Set up direct SSH connection from A to C without public IPs using one public SSH server

4

1

I have available these SSH servers/clients:

A - without public IP

B - public IP

C - without public IP

I know, I can establish an SSH connection from A to C as follows:

1) Hook C to B. Doing from C:

ssh -R 10100:localhost:22 B_IP

2) Set port forwarding from A to C using B hook in order to be able of ssh-agent usage on machine A:

ssh -L 5000:localhost:10100 B_IP

3) Now I can use my ssh keys to "directly" access C from A:

ssh -p 5000 localhost

... my point is:

Can I somehow establish new "pure" connection from A to C so that after machine B goes down, I can continue my work?

I think it should be possible as long, as these two computers realise, they already share a connection, or am I wrong?

Thanks for your time & ideas :)

jirislav

Posted 2015-10-12T22:53:04.893

Reputation: 103

Answers

2

  • The usual method is to set up "NAT port forwarding" on A's or C's router. (How it's done depends on router, but there are instructions everywhere.) Once you do that, you can connect to C-router's public address + the "forwarded" port, and the connection will go through to C.

    (Note: NAT port-forwarding and SSH port-forwarding are similar but distinct things, like a hammer and a screwdriver. Do not confuse them.)

  • If you do not have administrative access to either router, you could try using UPnP or NAT-PMP to set up a port forwarding rule, as many games and P2P programs do. For this, use upnpc or natpmpc commands.

  • If neither of above methods work, you will need some form of NAT hole-punching. (See also the TCP and ICMP hole-punching articles.)

    Unfortunately, while it's widely used in various specific programs, there don't seem to be many generic tools for TCP, though chownat may work.

user1686

Posted 2015-10-12T22:53:04.893

Reputation: 283 655

Well, first solution was already obvious to me, but I don't have public IP on my router ... about the second solution - I'm now about to try it out, so I'll report it back - but I'd like to make something clear to me - is it possible to communicate from A to C using UPnP or NAT-PMP without any public server I have access to ?... and honestly the third solutions seems the most attractive to me, so I can't wait to try it out :) – jirislav – 2015-10-13T14:22:25.490

1

This is probably impossible unless you can do some kind of port forwarding on the routers - but in this case you don't need computer C at all.

* **Exercise set**:
A) List every ssh command that the asker in the SSH discussion gives for connecting A to C through B.
B) In the SSH discussion, which tool does the first answer say may work for generic TCP hole-punching?
C) Recast the paragraph of the SSH discussion that begins "The usual method is to set up" as a short bulleted list.

* **Rows from a pointing dataset**:
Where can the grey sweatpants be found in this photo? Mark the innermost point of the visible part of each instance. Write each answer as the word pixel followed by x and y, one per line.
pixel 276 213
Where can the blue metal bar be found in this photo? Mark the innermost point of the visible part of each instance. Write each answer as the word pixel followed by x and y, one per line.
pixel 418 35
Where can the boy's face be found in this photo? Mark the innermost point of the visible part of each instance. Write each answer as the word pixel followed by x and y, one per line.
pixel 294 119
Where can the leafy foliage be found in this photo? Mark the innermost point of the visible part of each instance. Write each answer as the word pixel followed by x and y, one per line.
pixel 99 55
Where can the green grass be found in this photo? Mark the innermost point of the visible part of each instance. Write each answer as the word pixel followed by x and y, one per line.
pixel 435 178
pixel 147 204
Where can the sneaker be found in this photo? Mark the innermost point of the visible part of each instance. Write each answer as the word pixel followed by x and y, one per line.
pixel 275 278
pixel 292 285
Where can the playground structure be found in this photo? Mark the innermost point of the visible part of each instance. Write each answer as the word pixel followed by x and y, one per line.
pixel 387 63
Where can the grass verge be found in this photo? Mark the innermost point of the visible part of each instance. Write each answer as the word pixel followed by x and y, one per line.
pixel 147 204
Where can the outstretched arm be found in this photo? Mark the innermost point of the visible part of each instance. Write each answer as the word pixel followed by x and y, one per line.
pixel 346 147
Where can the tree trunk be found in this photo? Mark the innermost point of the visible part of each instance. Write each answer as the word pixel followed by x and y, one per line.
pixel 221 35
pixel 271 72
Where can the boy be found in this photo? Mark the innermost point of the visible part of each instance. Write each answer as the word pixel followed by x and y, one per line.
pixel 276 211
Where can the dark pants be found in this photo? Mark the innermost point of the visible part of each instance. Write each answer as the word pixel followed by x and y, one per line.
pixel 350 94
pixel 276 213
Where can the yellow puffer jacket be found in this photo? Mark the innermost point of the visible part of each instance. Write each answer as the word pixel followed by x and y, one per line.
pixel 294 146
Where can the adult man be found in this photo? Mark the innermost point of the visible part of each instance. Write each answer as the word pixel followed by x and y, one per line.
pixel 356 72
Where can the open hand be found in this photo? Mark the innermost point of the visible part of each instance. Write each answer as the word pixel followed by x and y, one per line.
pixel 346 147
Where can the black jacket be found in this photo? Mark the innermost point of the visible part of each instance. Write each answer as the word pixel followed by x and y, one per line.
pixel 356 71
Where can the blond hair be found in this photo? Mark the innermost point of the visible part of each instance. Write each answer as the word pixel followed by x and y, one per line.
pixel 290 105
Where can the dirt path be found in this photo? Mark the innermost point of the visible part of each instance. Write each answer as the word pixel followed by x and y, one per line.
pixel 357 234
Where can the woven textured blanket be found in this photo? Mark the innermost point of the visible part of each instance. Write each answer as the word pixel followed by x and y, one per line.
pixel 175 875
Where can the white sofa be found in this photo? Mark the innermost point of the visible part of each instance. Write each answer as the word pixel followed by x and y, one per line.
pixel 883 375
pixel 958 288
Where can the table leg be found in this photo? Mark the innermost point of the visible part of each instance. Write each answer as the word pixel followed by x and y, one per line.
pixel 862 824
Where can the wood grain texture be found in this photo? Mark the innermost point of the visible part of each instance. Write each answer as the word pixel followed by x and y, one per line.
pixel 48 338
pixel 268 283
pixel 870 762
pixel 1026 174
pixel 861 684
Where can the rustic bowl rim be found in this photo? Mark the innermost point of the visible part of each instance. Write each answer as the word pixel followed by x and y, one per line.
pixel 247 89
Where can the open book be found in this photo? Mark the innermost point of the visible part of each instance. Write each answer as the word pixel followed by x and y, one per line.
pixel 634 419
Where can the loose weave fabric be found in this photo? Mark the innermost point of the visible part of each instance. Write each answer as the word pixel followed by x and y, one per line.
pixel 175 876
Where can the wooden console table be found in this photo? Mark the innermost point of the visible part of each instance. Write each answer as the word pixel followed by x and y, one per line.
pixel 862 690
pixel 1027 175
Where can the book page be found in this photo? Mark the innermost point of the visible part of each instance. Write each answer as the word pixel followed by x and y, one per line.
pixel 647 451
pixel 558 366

* **Solved tasks**:
A)
- ssh -R 10100:localhost:22 B_IP
- ssh -L 5000:localhost:10100 B_IP
- ssh -p 5000 localhost

B) chownat

C)
- The usual method is NAT port forwarding on A's or C's router.
- The setup depends on the router, and instructions are widely available.
- After that, you connect to C-router's public address and the forwarded port.
- The connection then goes through to C.